**JOB:**
Which lines in the rows below contain the word "dock"? Copy each one.

Records excerpted from a collection:

"""

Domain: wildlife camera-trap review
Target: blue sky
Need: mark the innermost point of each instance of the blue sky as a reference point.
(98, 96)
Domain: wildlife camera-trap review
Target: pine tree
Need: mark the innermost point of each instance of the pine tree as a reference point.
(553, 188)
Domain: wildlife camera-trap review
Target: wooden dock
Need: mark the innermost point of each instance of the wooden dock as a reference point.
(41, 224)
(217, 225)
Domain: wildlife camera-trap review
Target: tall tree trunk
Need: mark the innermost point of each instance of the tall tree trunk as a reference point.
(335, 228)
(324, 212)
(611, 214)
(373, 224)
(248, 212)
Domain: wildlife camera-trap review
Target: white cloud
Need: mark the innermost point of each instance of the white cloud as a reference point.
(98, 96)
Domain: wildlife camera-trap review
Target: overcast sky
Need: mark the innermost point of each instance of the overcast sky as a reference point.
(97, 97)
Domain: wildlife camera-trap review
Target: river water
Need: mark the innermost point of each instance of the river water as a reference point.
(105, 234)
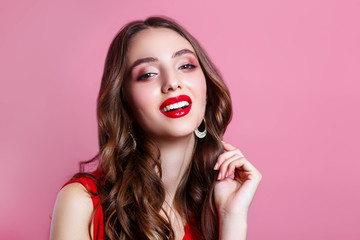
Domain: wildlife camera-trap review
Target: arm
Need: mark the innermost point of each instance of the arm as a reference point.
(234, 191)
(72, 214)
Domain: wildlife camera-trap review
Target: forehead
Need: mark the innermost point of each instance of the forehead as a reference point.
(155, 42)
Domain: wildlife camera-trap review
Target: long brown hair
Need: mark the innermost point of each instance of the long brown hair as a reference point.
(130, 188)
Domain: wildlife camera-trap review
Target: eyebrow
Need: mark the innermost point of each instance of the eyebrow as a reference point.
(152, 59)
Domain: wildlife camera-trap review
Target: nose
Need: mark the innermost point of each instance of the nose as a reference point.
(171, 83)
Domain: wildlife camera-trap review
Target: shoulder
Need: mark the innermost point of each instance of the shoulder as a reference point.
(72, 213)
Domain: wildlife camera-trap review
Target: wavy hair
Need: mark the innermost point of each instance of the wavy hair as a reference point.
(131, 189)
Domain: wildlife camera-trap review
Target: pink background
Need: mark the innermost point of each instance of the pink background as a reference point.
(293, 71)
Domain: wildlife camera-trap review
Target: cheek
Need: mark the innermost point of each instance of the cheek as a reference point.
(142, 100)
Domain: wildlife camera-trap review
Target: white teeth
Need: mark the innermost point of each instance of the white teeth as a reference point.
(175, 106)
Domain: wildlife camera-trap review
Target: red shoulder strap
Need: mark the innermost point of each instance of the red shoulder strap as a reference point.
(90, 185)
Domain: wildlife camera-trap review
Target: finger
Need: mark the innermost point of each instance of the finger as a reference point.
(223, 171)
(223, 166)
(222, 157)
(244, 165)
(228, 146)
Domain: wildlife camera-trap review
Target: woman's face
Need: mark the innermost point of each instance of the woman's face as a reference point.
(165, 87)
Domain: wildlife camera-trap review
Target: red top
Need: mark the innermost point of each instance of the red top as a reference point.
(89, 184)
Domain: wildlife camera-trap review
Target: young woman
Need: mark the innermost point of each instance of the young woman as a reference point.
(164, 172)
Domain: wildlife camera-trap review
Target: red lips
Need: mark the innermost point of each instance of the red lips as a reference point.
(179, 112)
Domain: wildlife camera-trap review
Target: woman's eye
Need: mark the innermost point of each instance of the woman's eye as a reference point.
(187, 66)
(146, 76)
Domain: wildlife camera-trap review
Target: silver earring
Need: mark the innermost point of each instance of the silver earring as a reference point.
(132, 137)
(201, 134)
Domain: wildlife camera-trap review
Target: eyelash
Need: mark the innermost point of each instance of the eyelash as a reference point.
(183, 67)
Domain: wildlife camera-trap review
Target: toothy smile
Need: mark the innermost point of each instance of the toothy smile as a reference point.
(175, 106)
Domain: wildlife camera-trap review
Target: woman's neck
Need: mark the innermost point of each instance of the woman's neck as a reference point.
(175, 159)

"""

**RESULT OF THE EXERCISE:**
Target: wooden dock
Need: mark the innermost point of each instance of the wooden dock as a reference point.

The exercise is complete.